I'm kind of new to Hadoop HDFS and quite rusty with Java and I need some help. I'm trying to read a file from HDFS and calculate the MD5 hash of this file. The general Hadoop configuration is as below.
private FSDataInputStream hdfsDIS;
private FileInputStream FinputStream;
private FileSystem hdfs;
private Configuration myConfig;
myConfig.addResource("/HADOOP_HOME/conf/core-site.xml");
myConfig.addResource("/HADOOP_HOME/conf/hdfs-site.xml");
hdfs = FileSystem.get(new URI("hdfs://NodeName:54310"), myConfig);
hdfsDIS = hdfs.open(hdfsFilePath);
The function hdfs.open(hdfsFilePath)
returns an FSDataInputStream
The problem is that i can only get an FSDataInputStream
out of the HDFS, but i'd like to get a FileInputStream
out of it.
The code below performs the hashing part and is adapted from something i found somewhere on StackOverflow (can't seem to find the link to it now).

## PROVIDED RECORDS

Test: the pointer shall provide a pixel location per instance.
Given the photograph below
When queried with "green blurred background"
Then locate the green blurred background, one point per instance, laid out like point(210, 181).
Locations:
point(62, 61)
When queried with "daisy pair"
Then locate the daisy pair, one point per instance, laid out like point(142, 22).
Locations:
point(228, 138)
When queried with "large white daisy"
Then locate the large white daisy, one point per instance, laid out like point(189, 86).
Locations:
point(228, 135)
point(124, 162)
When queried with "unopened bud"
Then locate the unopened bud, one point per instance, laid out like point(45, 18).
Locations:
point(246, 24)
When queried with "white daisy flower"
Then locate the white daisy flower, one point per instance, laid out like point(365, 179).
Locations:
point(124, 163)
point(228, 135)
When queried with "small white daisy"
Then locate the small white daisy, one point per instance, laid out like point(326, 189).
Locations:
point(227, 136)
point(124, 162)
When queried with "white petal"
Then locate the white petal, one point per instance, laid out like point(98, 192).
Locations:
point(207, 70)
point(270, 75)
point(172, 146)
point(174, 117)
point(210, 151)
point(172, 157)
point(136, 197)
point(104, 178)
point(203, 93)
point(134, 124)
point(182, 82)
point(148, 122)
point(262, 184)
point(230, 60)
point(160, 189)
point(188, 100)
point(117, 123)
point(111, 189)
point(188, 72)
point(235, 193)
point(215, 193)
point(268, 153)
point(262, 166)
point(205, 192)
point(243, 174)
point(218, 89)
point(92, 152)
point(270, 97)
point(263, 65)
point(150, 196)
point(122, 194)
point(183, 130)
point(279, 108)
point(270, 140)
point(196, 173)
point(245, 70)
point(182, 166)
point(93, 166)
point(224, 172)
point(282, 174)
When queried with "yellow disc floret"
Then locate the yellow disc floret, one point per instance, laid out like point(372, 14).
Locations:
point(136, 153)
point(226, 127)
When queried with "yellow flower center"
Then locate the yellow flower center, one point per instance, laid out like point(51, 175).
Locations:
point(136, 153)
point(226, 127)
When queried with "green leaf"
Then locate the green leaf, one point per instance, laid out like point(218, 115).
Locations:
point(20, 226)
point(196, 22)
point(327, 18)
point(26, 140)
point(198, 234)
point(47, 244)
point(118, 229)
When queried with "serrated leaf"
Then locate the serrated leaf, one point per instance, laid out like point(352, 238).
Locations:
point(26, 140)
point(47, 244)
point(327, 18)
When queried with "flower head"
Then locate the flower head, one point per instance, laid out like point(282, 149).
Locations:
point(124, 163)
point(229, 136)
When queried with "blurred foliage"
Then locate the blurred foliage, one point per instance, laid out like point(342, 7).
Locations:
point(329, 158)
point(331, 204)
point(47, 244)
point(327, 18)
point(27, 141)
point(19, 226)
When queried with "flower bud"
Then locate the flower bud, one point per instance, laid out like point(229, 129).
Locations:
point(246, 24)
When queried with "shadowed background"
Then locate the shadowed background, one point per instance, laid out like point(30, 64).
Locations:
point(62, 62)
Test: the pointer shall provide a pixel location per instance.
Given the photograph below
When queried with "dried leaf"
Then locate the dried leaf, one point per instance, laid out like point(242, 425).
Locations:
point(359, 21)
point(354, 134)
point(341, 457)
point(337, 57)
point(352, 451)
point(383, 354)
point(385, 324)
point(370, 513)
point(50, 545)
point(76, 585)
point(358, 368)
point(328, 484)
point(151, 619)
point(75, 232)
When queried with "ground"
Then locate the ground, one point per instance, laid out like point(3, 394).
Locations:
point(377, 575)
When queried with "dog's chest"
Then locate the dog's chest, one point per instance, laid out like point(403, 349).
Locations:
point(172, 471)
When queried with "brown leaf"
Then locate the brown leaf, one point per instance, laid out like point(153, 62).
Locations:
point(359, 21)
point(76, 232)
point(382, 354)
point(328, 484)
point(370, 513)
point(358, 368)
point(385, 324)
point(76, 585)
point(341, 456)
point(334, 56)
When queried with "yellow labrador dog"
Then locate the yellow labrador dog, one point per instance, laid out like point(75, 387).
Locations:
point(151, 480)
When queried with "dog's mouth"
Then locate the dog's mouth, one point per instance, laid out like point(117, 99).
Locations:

--

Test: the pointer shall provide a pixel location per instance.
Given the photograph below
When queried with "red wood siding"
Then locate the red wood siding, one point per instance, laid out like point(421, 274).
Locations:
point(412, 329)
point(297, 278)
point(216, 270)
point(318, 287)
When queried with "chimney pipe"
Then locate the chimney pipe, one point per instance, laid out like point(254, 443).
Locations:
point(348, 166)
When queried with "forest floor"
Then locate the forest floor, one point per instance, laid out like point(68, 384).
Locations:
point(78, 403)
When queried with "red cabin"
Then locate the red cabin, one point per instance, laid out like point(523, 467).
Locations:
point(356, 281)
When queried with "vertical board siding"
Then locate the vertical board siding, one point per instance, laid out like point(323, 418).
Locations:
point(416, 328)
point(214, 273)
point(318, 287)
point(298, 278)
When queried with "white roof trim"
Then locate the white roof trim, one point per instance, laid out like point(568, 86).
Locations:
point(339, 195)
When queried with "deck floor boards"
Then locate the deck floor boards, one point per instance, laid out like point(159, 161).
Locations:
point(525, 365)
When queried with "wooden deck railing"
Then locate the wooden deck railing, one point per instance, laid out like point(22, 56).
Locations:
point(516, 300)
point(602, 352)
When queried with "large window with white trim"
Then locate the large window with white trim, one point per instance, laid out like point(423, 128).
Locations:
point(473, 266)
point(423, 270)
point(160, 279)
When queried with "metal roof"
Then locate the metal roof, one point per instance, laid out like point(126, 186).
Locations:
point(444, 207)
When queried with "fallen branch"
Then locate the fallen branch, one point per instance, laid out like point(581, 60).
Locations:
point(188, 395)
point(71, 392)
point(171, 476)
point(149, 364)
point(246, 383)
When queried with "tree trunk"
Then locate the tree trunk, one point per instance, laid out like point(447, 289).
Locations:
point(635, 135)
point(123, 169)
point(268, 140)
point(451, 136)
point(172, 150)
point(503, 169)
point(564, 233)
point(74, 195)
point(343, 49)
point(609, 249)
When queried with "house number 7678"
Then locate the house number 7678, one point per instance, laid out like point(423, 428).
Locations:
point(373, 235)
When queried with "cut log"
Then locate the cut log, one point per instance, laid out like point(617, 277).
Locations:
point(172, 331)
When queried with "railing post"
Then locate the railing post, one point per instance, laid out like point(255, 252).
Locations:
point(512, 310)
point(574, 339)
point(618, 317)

## WORK TO DO
A. Gather every line of the entries that contains the string "brown", treating case as significant.
B. Carry on the forum post about computing the MD5 hash of an HDFS file, starting right after its last sentence.

## RESULTS OF THE EXERCISE
A.
When queried with "brown leaf"
Then locate the brown leaf, one point per instance, laid out like point(153, 62).

B.
FileInputStream FinputStream = hdfsDIS; // <---This is where the problem is
MessageDigest md;
try {
md = MessageDigest.getInstance("MD5");
FileChannel channel = FinputStream.getChannel();
ByteBuffer buff = ByteBuffer.allocate(2048);
while(channel.read(buff) != -1){
buff.flip();
md.update(buff);
buff.clear();
}
byte[] hashValue = md.digest();
return toHex(hashValue);
}
catch (NoSuchAlgorithmException e){
return null;
}
catch (IOException e){
return null;
}
The reason why i need a FileInputStream
is because the code that does the hashing uses a FileChannel
which supposedly increases the efficiency of reading the data from the file.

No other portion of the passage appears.